====== Records shown ======
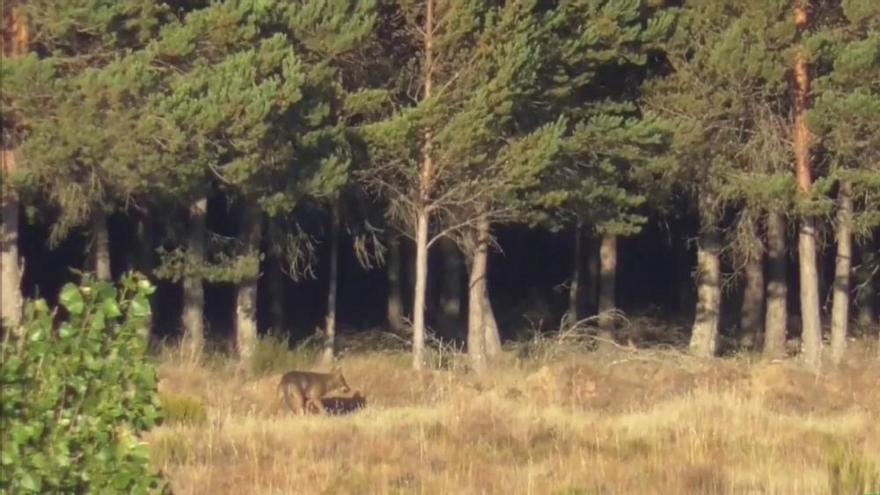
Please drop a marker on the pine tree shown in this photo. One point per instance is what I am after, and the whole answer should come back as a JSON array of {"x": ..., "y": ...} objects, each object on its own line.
[
  {"x": 79, "y": 101},
  {"x": 255, "y": 103},
  {"x": 459, "y": 150},
  {"x": 726, "y": 88},
  {"x": 600, "y": 51},
  {"x": 846, "y": 118}
]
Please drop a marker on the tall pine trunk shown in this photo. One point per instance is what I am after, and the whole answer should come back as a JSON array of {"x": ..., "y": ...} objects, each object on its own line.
[
  {"x": 330, "y": 330},
  {"x": 704, "y": 335},
  {"x": 843, "y": 265},
  {"x": 752, "y": 311},
  {"x": 574, "y": 290},
  {"x": 275, "y": 286},
  {"x": 16, "y": 41},
  {"x": 143, "y": 260},
  {"x": 246, "y": 302},
  {"x": 809, "y": 291},
  {"x": 607, "y": 283},
  {"x": 423, "y": 209},
  {"x": 776, "y": 320},
  {"x": 101, "y": 246},
  {"x": 450, "y": 290},
  {"x": 395, "y": 293},
  {"x": 866, "y": 296},
  {"x": 477, "y": 299},
  {"x": 591, "y": 282},
  {"x": 10, "y": 286},
  {"x": 491, "y": 334},
  {"x": 193, "y": 286},
  {"x": 420, "y": 290}
]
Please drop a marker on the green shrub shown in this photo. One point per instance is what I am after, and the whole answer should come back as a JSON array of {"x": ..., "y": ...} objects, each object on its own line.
[
  {"x": 77, "y": 394},
  {"x": 851, "y": 473},
  {"x": 182, "y": 409}
]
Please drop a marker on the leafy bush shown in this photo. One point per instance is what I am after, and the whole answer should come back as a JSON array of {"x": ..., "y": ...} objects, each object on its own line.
[
  {"x": 183, "y": 409},
  {"x": 851, "y": 473},
  {"x": 77, "y": 394}
]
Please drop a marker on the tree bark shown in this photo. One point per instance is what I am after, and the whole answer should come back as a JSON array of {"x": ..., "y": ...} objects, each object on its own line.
[
  {"x": 843, "y": 265},
  {"x": 276, "y": 296},
  {"x": 809, "y": 290},
  {"x": 395, "y": 294},
  {"x": 101, "y": 246},
  {"x": 143, "y": 260},
  {"x": 193, "y": 286},
  {"x": 9, "y": 262},
  {"x": 704, "y": 336},
  {"x": 752, "y": 311},
  {"x": 450, "y": 291},
  {"x": 591, "y": 282},
  {"x": 420, "y": 290},
  {"x": 492, "y": 335},
  {"x": 426, "y": 177},
  {"x": 607, "y": 283},
  {"x": 246, "y": 303},
  {"x": 16, "y": 41},
  {"x": 866, "y": 297},
  {"x": 145, "y": 256},
  {"x": 330, "y": 330},
  {"x": 776, "y": 322},
  {"x": 477, "y": 319},
  {"x": 574, "y": 289}
]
======
Reproduce every one of the records above verbatim, leaving the picture out.

Please drop a marker on the pine tree shown in this photo. One point per instance is what I am after, and the whole answer should come back as a JSON array of {"x": ..., "y": ...} objects, each object on its own line.
[
  {"x": 79, "y": 101},
  {"x": 255, "y": 103},
  {"x": 459, "y": 150},
  {"x": 726, "y": 88},
  {"x": 600, "y": 51},
  {"x": 846, "y": 118}
]
Please drop a marker on the tall pine trunk shown in this photo. One point per instance is what I am after, and the whole answer should come back as a JSON array of {"x": ..., "y": ...} objects, each object on its own line.
[
  {"x": 330, "y": 330},
  {"x": 704, "y": 335},
  {"x": 843, "y": 265},
  {"x": 752, "y": 311},
  {"x": 574, "y": 290},
  {"x": 275, "y": 286},
  {"x": 16, "y": 41},
  {"x": 143, "y": 260},
  {"x": 246, "y": 302},
  {"x": 809, "y": 291},
  {"x": 607, "y": 283},
  {"x": 423, "y": 209},
  {"x": 776, "y": 320},
  {"x": 101, "y": 246},
  {"x": 450, "y": 290},
  {"x": 395, "y": 293},
  {"x": 866, "y": 296},
  {"x": 477, "y": 299},
  {"x": 591, "y": 282},
  {"x": 10, "y": 286},
  {"x": 491, "y": 334},
  {"x": 193, "y": 286},
  {"x": 420, "y": 290}
]
Please drop a marker on the green shrub shown in this photo. One point per instance is what I am after, and the whole answer should come back as a JSON array of {"x": ..., "y": ...} objects, each object on its own line.
[
  {"x": 77, "y": 394},
  {"x": 851, "y": 473},
  {"x": 182, "y": 409}
]
Please drop a marker on the leafy bush shown in this photo. One point per instance is what I am after, and the whole answer should come back as a JSON array of {"x": ..., "y": ...} objects, each object on its own line.
[
  {"x": 183, "y": 409},
  {"x": 851, "y": 473},
  {"x": 77, "y": 394}
]
Please drop a marker on the tree bark shown in this photo. One point per instance is what I am after, and the whole answer should come back as a JSON array of {"x": ..., "y": ...} objects, each object on its own line.
[
  {"x": 843, "y": 265},
  {"x": 276, "y": 296},
  {"x": 809, "y": 290},
  {"x": 395, "y": 294},
  {"x": 101, "y": 246},
  {"x": 143, "y": 260},
  {"x": 193, "y": 286},
  {"x": 9, "y": 262},
  {"x": 704, "y": 336},
  {"x": 752, "y": 311},
  {"x": 450, "y": 291},
  {"x": 591, "y": 282},
  {"x": 420, "y": 290},
  {"x": 492, "y": 335},
  {"x": 426, "y": 177},
  {"x": 607, "y": 283},
  {"x": 246, "y": 303},
  {"x": 16, "y": 41},
  {"x": 866, "y": 297},
  {"x": 145, "y": 256},
  {"x": 330, "y": 330},
  {"x": 776, "y": 322},
  {"x": 477, "y": 319},
  {"x": 574, "y": 289}
]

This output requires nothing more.